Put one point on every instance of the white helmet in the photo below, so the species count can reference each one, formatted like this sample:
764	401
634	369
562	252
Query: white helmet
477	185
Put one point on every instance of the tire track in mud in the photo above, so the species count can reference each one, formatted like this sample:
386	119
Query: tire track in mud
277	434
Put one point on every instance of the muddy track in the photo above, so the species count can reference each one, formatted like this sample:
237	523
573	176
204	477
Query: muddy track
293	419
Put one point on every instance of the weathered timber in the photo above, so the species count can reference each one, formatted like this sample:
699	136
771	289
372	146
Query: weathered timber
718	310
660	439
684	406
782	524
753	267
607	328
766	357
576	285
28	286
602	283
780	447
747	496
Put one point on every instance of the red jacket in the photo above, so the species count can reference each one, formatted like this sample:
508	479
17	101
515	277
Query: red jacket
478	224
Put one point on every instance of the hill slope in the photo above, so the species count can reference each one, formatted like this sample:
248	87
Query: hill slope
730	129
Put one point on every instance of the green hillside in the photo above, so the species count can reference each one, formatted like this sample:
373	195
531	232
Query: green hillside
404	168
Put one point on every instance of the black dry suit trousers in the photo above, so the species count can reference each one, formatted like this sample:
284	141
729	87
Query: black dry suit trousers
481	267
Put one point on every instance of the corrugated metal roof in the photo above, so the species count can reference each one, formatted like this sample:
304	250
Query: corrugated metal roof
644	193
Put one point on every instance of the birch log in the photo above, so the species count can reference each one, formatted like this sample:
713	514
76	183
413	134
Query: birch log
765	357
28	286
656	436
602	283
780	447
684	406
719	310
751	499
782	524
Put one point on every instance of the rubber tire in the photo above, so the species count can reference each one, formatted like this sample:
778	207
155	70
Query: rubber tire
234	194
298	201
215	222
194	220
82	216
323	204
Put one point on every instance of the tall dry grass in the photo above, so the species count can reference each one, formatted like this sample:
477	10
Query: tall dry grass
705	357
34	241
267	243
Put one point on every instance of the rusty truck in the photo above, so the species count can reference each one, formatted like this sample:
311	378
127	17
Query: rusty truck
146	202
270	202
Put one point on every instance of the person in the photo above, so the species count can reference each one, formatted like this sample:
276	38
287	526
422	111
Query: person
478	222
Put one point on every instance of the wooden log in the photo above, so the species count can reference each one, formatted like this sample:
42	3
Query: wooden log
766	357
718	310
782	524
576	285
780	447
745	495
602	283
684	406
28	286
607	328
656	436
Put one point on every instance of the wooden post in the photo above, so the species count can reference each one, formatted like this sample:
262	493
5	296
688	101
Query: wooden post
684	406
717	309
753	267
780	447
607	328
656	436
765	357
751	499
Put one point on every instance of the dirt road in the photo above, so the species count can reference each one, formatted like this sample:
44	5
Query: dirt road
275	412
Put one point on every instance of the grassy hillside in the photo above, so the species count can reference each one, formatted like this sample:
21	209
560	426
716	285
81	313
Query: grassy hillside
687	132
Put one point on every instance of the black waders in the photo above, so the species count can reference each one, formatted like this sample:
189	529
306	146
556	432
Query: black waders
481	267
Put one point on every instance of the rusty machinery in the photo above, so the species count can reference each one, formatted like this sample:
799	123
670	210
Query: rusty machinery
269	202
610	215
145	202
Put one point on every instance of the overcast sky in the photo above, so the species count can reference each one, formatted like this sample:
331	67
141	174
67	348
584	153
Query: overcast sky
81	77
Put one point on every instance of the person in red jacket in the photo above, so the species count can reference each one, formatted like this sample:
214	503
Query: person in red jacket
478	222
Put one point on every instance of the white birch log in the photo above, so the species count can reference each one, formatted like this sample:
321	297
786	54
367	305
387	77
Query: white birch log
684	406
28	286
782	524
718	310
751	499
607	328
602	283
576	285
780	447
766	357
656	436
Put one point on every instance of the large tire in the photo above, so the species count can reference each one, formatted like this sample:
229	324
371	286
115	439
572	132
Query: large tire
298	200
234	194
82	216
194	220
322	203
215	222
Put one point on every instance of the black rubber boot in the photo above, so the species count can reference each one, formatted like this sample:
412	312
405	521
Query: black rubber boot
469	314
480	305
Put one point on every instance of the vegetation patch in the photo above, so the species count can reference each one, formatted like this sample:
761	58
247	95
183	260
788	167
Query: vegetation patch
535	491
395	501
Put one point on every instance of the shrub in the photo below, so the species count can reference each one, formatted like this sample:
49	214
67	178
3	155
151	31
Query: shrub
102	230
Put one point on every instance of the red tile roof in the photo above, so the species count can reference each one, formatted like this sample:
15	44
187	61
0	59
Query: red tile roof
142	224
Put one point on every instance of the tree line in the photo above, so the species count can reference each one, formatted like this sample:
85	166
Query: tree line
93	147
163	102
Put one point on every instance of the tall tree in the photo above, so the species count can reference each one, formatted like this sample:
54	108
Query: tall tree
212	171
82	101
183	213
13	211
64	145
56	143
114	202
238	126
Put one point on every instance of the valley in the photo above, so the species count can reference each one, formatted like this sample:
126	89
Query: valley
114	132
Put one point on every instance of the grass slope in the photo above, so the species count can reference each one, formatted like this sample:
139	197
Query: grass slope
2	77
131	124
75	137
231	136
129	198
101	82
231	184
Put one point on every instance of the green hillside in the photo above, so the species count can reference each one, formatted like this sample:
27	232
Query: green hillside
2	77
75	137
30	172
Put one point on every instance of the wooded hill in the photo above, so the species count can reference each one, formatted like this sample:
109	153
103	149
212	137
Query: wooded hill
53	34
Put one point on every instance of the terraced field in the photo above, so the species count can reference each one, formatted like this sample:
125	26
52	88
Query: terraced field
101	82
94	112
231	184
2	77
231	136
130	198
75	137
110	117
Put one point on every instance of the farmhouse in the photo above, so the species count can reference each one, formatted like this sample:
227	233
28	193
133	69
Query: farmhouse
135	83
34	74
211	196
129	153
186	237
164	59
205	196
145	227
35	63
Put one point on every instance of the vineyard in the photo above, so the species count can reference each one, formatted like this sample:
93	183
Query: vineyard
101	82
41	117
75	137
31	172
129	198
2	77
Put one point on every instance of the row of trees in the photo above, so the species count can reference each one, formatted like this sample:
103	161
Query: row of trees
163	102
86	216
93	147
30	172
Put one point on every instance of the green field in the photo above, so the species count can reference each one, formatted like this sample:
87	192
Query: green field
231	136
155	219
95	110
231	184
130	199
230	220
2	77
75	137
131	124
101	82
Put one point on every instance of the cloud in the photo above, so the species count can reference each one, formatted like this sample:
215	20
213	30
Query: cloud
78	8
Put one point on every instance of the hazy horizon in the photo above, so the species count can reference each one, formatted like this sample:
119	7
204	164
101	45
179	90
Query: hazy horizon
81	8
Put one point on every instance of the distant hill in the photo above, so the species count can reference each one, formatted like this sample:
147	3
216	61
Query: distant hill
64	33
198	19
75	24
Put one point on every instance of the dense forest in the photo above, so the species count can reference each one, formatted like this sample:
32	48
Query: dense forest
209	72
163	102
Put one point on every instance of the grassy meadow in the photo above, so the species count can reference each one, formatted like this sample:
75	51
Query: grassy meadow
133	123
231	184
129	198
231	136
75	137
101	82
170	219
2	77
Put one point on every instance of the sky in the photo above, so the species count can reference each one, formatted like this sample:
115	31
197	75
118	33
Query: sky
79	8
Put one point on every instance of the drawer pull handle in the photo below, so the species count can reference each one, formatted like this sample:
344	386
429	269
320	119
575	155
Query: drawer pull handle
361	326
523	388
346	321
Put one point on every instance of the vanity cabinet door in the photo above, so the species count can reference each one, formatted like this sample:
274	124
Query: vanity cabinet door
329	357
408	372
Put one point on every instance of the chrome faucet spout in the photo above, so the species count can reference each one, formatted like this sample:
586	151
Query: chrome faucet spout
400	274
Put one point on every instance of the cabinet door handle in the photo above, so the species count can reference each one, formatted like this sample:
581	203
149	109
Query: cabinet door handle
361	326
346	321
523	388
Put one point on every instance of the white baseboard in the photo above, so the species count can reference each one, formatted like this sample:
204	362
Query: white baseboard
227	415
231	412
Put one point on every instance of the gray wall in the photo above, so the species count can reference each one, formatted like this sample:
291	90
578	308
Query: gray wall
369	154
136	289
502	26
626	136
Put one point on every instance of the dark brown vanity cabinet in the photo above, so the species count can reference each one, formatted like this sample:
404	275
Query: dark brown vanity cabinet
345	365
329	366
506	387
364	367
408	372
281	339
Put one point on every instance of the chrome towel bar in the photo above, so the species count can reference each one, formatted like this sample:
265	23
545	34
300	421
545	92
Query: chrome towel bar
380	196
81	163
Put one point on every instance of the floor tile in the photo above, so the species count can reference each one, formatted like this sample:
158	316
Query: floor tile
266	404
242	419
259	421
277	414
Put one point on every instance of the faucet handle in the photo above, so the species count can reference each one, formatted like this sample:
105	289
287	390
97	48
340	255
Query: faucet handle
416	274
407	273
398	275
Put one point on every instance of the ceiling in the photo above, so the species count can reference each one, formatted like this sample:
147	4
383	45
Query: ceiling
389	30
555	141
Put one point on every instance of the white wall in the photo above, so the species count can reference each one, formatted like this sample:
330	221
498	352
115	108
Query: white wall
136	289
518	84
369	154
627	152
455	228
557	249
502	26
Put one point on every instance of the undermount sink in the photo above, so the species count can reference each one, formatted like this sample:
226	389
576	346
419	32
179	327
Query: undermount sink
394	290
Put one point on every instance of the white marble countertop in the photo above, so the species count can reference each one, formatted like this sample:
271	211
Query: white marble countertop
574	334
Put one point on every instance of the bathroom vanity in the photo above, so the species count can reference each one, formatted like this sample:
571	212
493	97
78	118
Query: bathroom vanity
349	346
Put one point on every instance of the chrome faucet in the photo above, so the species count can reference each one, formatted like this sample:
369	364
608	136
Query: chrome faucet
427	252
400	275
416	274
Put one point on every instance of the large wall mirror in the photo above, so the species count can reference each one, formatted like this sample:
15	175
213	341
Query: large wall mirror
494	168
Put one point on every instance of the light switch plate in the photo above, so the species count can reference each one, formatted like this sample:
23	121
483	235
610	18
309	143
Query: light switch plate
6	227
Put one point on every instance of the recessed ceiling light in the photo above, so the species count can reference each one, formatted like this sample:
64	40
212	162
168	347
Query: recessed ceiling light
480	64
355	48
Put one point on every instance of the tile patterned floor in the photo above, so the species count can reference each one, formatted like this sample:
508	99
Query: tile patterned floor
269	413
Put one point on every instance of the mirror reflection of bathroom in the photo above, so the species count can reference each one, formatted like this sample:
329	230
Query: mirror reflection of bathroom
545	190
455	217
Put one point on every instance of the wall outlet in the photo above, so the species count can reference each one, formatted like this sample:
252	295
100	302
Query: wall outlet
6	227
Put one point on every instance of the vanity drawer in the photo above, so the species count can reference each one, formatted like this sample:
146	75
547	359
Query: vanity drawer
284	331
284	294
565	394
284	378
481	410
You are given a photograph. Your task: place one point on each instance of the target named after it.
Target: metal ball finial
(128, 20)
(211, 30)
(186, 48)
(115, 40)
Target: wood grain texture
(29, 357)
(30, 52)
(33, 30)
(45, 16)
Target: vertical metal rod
-------------------------
# Task item
The expected answer is one number: how many lines of the material contain the word "below".

# Result of the task
3